● What to produce: Below are records; give the number of their lines that contain "dark", and only that number.

● Recorded data:
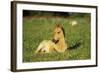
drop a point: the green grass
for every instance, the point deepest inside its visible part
(36, 30)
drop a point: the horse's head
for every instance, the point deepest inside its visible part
(59, 33)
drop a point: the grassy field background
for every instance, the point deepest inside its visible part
(37, 29)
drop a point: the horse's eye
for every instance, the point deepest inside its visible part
(58, 32)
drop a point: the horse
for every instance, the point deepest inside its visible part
(57, 44)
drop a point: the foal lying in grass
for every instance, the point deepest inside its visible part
(56, 44)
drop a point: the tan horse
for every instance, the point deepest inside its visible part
(57, 44)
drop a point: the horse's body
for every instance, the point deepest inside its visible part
(57, 44)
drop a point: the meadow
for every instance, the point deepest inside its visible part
(37, 29)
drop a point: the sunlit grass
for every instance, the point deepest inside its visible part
(36, 30)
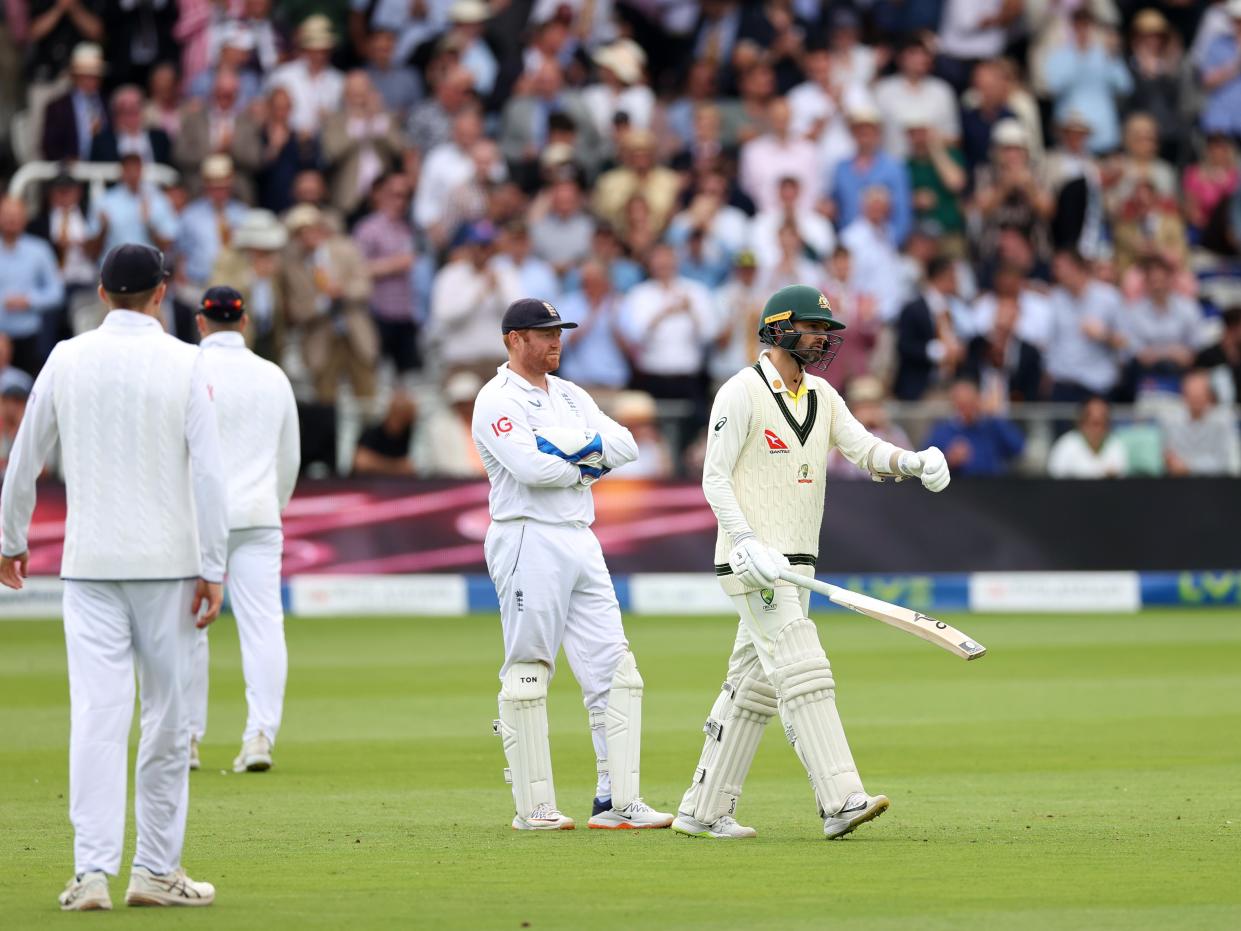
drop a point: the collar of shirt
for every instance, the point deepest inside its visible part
(776, 381)
(130, 319)
(224, 339)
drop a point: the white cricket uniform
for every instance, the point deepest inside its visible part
(261, 443)
(147, 517)
(546, 564)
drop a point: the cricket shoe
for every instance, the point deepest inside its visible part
(544, 817)
(255, 756)
(175, 888)
(858, 809)
(86, 891)
(634, 816)
(724, 827)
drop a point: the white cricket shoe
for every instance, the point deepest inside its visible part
(858, 809)
(86, 891)
(634, 816)
(544, 817)
(255, 756)
(724, 827)
(175, 888)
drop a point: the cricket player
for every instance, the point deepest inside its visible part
(262, 452)
(145, 539)
(545, 442)
(771, 430)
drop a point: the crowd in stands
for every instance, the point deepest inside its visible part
(1007, 201)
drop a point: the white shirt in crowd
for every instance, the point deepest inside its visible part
(528, 483)
(130, 503)
(258, 431)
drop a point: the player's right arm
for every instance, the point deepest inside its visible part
(36, 436)
(500, 428)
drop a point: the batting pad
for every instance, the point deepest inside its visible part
(808, 706)
(523, 729)
(624, 731)
(732, 731)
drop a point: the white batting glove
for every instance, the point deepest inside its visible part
(928, 464)
(756, 565)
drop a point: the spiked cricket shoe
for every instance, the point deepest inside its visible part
(175, 888)
(634, 816)
(255, 756)
(86, 891)
(725, 828)
(544, 817)
(858, 809)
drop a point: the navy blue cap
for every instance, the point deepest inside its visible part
(533, 314)
(132, 268)
(222, 304)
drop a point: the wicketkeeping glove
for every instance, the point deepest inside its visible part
(581, 447)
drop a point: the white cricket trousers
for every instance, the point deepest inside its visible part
(555, 590)
(109, 628)
(253, 581)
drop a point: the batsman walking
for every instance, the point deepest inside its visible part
(772, 426)
(545, 442)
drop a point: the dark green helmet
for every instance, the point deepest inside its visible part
(786, 307)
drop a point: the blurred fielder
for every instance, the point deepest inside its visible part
(771, 430)
(545, 442)
(259, 438)
(132, 410)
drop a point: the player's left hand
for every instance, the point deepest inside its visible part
(210, 596)
(13, 570)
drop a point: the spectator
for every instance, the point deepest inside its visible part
(868, 168)
(1224, 359)
(73, 119)
(1211, 180)
(133, 210)
(1082, 358)
(386, 242)
(444, 442)
(561, 235)
(468, 298)
(593, 355)
(636, 411)
(866, 401)
(329, 305)
(384, 448)
(313, 85)
(1091, 451)
(927, 348)
(1201, 436)
(770, 160)
(267, 148)
(1220, 73)
(1085, 73)
(30, 286)
(398, 85)
(127, 132)
(360, 144)
(912, 92)
(251, 263)
(813, 229)
(976, 442)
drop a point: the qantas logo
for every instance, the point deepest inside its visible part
(775, 443)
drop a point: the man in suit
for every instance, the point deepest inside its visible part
(72, 121)
(127, 134)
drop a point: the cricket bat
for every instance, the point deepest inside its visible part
(928, 628)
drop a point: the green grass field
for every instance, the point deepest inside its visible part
(1086, 773)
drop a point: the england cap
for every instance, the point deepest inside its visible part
(533, 314)
(132, 268)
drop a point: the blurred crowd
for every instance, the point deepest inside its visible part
(1007, 201)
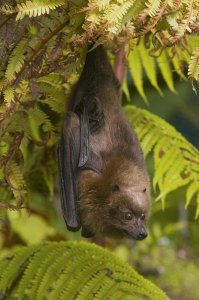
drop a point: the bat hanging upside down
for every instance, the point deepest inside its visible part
(104, 183)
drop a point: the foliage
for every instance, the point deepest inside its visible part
(41, 54)
(71, 270)
(176, 161)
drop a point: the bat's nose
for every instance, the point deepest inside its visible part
(142, 234)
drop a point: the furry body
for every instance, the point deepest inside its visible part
(106, 169)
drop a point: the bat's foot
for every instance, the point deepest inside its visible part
(86, 232)
(95, 113)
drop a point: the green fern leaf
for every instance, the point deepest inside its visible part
(149, 66)
(136, 71)
(37, 7)
(191, 191)
(16, 59)
(175, 159)
(193, 70)
(165, 69)
(8, 95)
(153, 6)
(102, 274)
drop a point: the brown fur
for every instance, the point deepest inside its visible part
(102, 209)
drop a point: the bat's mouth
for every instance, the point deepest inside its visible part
(136, 236)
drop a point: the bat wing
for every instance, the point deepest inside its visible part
(72, 152)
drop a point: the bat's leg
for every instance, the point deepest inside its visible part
(86, 232)
(95, 113)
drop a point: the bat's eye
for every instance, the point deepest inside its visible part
(115, 188)
(128, 216)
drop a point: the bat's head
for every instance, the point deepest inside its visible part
(117, 202)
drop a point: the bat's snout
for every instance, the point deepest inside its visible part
(141, 235)
(138, 235)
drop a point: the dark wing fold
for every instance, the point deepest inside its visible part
(68, 154)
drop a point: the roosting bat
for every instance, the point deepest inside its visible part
(104, 183)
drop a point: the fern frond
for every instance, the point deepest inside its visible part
(7, 9)
(148, 63)
(105, 274)
(37, 7)
(136, 72)
(16, 59)
(176, 160)
(153, 6)
(193, 70)
(8, 95)
(165, 69)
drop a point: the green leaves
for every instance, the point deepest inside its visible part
(16, 59)
(36, 7)
(176, 161)
(71, 270)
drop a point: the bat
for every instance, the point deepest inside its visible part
(105, 188)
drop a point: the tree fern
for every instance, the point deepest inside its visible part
(85, 271)
(16, 59)
(194, 65)
(176, 160)
(36, 7)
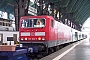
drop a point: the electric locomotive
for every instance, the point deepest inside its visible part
(43, 33)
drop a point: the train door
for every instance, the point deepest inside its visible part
(1, 38)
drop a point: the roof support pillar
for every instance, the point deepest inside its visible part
(20, 10)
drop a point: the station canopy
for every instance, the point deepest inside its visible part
(79, 8)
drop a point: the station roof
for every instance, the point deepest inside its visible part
(79, 8)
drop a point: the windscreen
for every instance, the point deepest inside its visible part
(33, 23)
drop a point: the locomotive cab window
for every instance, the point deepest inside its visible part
(52, 23)
(33, 23)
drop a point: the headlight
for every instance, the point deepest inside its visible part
(25, 38)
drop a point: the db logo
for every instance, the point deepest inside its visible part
(32, 34)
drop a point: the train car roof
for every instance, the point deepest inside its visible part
(42, 16)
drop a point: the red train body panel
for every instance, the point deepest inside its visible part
(52, 30)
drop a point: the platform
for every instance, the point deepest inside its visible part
(77, 51)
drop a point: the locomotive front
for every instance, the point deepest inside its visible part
(32, 33)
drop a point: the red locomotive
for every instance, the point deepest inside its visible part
(43, 33)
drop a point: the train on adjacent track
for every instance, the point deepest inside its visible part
(43, 34)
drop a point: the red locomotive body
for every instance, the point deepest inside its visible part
(43, 32)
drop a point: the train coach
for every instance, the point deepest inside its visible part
(43, 34)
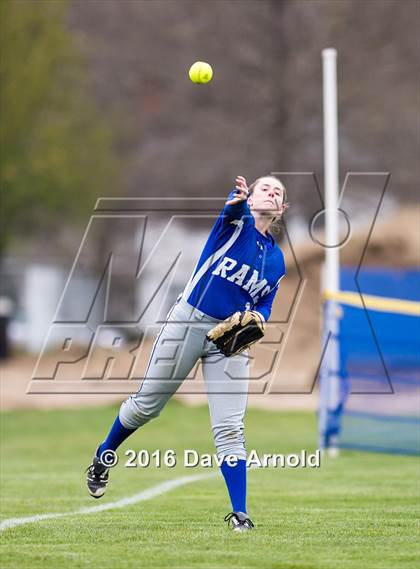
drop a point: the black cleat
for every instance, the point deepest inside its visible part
(97, 478)
(239, 521)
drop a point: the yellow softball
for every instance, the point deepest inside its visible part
(200, 72)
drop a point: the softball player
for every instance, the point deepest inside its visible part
(220, 313)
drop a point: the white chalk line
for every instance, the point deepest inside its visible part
(147, 494)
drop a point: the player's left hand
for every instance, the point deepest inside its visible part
(242, 191)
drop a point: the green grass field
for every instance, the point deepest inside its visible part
(360, 510)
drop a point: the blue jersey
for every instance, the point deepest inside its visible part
(239, 268)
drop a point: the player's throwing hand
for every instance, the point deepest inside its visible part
(242, 191)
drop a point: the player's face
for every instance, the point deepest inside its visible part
(267, 197)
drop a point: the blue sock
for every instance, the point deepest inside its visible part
(116, 436)
(235, 478)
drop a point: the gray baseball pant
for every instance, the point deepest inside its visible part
(180, 343)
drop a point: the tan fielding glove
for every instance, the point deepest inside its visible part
(237, 332)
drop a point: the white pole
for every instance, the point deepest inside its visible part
(332, 260)
(329, 379)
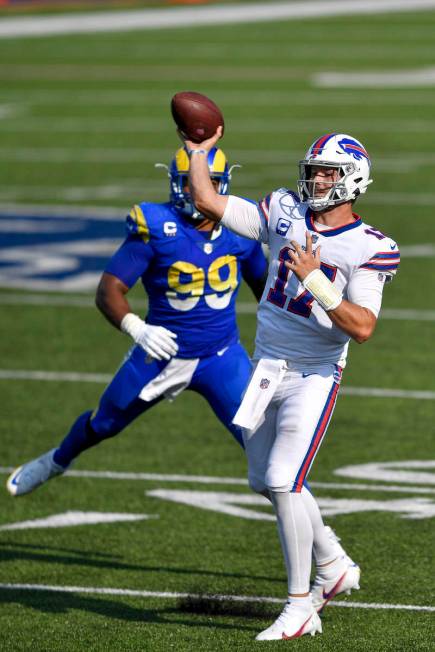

● Written response: 2